What to work on:
Transcribe the part of the job posting starting at "We are seeking" and ending at "and turned on.", word for word.

Text segment:
>>>>>
Operations Engineer, Fleet Reliability
$83k - $110kCoreWeave
Job Description
Job Description
CoreWeave is The Essential Cloud for AI™. Built for pioneers by pioneers, CoreWeave delivers a platform of technology, tools, and teams that enables innovators to build and scale AI with confidence. Trusted by leading AI labs, startups, and global enterprises, CoreWeave combines superior infrastructure performance with deep technical expertise to accelerate breakthroughs and turn compute into capability. Founded in 2017, CoreWeave became a publicly traded company (Nasdaq: CRWV) in March 2025. Learn more at
What You'll Do:The Fleet Reliability Operations team is responsible for the day-to-day provisioning, management and uptime of CoreWeave's ever-expanding fleet of server nodes. Playing a central role in CoreWeave's growth strategy, this team is on the front line for configuration, updates and remote troubleshooting of our highest tier of supercomputing clusters and their networking, delivery platforms and tools dependencies. You will be in a daily battle with the forces of entropy to maximize the number of nodes CoreWeave can deliver to customers.
We are seeking curious, creative and persistent problem solvers to join our Fleet Reliability Operations team to help us drive batches of server nodes through our provisioning and validation processes while efficiently and effectively troubleshooting node or cluster problems as they arise. This individual will join a team of committed engineers working to deploy nodes as fast as they can be racked and turned on.
<<<<<
Material supplied:
>>>>>
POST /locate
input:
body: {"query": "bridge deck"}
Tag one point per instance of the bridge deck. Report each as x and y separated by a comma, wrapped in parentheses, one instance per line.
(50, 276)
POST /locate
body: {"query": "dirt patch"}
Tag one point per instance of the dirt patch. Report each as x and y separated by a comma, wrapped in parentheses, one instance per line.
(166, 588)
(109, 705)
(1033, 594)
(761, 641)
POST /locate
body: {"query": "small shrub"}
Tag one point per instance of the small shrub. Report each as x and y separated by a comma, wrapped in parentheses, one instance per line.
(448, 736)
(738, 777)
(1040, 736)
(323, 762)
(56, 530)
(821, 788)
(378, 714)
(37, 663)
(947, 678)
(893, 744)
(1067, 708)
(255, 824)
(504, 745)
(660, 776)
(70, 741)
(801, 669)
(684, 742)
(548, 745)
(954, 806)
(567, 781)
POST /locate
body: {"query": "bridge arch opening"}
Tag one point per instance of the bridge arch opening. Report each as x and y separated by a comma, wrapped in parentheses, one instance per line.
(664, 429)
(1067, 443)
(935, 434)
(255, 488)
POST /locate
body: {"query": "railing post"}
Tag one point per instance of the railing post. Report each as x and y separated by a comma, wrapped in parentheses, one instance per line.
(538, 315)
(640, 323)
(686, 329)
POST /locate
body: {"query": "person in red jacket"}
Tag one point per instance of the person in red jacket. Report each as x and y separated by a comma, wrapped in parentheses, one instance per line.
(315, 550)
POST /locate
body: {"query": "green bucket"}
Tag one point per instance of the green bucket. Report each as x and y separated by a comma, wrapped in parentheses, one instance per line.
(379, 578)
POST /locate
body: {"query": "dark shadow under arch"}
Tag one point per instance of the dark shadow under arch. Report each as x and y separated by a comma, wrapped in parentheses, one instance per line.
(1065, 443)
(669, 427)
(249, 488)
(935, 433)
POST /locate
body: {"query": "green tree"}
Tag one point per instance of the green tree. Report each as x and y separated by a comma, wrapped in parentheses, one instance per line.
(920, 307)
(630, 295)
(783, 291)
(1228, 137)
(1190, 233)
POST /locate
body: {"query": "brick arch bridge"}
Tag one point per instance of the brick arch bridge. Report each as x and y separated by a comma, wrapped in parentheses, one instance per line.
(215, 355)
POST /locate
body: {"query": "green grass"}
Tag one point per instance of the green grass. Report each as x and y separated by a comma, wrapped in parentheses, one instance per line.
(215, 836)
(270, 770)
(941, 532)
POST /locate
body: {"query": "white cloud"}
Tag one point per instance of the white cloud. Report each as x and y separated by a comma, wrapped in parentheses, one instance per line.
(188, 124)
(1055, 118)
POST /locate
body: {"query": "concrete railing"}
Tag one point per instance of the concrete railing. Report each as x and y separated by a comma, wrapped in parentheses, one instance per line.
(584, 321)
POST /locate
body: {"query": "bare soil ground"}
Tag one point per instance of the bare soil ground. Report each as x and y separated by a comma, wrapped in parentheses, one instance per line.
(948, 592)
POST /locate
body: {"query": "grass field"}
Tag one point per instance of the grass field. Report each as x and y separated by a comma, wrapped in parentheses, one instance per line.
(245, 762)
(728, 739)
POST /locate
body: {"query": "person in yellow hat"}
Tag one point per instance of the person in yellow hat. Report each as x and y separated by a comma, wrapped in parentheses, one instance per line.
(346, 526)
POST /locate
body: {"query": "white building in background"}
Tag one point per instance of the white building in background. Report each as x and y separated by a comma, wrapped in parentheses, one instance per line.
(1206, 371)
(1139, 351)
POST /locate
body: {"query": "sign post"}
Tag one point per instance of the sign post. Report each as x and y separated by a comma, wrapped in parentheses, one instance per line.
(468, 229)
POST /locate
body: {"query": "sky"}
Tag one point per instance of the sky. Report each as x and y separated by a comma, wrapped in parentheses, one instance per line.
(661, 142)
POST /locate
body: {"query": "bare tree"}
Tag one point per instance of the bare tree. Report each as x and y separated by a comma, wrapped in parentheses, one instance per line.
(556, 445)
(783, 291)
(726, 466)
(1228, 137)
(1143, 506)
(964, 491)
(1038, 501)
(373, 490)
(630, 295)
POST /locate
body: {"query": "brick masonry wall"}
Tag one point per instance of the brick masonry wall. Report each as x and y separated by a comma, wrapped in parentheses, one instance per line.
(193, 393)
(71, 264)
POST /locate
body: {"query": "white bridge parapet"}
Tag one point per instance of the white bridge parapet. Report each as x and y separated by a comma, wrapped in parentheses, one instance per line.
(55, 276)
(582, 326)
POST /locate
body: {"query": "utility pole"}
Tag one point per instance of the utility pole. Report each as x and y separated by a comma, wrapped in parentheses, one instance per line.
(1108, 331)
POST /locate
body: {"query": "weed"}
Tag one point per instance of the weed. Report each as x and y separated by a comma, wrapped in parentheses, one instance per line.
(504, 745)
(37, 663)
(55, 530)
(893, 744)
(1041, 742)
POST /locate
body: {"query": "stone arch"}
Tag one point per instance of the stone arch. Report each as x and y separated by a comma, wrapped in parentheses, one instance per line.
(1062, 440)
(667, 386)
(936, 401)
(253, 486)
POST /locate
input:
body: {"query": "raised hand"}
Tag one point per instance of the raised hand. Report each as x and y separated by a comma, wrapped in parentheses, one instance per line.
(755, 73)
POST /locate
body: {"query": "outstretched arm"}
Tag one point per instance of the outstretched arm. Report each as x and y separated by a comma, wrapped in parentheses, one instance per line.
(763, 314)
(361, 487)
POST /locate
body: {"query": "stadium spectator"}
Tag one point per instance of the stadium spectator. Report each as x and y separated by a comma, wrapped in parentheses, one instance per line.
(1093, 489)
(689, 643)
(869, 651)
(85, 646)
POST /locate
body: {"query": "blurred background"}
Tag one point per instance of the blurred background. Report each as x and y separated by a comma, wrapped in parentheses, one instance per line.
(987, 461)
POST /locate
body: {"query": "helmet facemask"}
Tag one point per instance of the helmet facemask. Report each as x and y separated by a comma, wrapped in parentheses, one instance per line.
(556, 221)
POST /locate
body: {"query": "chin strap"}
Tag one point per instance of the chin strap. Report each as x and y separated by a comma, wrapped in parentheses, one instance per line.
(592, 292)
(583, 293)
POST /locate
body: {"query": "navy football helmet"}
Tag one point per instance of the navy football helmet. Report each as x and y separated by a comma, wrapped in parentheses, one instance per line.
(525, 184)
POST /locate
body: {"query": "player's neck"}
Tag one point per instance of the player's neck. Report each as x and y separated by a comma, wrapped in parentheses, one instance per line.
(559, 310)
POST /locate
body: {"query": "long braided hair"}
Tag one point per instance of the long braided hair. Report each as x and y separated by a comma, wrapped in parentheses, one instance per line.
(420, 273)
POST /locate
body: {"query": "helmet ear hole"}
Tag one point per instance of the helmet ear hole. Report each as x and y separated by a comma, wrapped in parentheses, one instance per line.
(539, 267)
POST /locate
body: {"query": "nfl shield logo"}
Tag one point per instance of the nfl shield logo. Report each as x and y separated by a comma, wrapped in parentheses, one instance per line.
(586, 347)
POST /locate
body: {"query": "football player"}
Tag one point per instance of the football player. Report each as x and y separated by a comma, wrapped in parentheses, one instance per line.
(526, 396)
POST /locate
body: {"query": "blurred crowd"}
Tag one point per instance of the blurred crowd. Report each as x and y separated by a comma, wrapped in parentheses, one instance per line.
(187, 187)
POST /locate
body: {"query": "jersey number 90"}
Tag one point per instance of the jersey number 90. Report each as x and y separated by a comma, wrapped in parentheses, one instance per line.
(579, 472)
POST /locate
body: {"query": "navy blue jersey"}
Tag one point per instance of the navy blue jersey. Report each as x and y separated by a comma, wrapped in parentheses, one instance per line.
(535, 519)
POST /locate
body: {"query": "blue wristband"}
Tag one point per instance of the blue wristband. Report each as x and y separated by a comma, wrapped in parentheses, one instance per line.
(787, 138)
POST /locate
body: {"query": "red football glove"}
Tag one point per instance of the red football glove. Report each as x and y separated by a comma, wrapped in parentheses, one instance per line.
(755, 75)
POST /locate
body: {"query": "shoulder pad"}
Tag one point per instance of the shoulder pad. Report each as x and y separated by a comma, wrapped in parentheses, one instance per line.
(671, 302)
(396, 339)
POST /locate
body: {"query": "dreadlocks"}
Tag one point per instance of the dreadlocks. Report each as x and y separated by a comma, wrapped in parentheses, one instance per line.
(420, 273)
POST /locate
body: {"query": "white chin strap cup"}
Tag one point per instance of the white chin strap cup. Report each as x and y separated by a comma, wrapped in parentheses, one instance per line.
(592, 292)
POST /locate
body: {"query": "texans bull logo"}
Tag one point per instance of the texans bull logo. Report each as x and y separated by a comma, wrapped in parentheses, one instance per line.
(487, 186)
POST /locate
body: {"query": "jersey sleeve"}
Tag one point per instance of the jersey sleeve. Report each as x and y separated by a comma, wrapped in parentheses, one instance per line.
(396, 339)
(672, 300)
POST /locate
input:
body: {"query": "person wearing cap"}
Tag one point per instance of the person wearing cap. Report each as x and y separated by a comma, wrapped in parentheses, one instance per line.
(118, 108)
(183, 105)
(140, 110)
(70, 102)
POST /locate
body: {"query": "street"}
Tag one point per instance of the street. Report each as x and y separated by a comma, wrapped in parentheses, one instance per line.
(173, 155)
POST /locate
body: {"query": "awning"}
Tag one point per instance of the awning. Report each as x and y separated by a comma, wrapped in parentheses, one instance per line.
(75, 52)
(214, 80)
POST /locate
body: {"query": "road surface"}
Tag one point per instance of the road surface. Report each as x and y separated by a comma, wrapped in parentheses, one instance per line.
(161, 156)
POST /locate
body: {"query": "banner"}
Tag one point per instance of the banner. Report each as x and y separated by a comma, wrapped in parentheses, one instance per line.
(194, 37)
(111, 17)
<<<<<
Answer below:
We are seeking curious, creative and persistent problem solvers to join our Fleet Reliability Operations team to help us drive batches of server nodes through our provisioning and validation processes while efficiently and effectively troubleshooting node or cluster problems as they arise. This individual will join a team of committed engineers working to deploy nodes as fast as they can be racked and turned on.